## Instructions for the task
Locate every line in the data below that contains the word "bird" and copy each such line in full. Case counts.

## Supplied records

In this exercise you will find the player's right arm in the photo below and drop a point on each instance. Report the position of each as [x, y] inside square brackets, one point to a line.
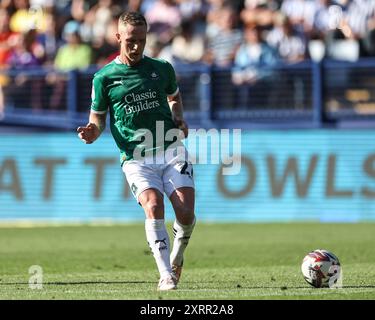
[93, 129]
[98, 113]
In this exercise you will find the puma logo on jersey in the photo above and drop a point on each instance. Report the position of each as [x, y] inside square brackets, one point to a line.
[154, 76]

--

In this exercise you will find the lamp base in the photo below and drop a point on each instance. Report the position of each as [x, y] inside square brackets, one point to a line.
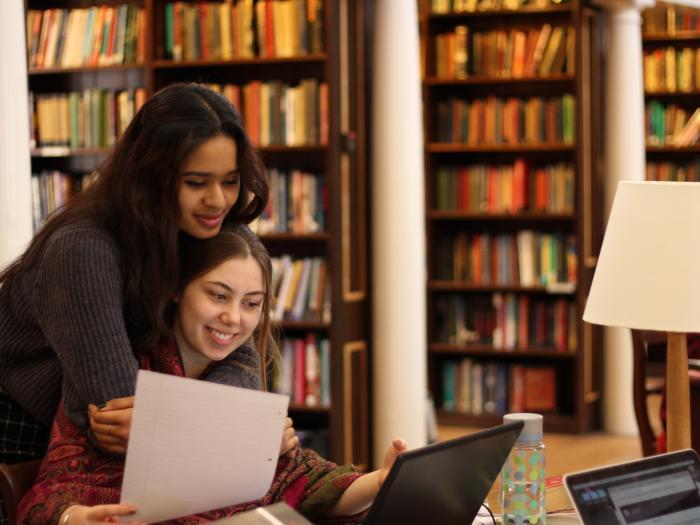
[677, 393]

==

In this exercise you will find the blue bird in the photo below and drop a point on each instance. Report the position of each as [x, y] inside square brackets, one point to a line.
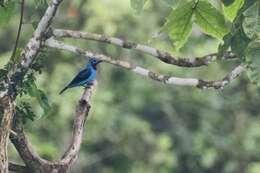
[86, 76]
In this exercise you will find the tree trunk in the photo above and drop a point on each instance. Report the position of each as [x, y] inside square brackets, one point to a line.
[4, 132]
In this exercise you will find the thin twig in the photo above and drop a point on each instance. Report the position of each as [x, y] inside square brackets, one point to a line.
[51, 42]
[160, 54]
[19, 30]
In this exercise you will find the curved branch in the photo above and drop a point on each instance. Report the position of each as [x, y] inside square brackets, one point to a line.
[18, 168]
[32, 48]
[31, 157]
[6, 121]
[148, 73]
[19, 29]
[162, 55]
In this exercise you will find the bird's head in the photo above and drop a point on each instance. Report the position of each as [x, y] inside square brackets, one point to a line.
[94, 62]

## Output for this task
In this exercise you will find the blue bird in the photo below and drop a point on each instance. Report the position of each as [x, y] inside square brackets, one point to a line.
In this exercise you will find the bird's head in the photo above and drop a point on each instance. Report the position of each as [x, y] inside square brackets, one point to a line.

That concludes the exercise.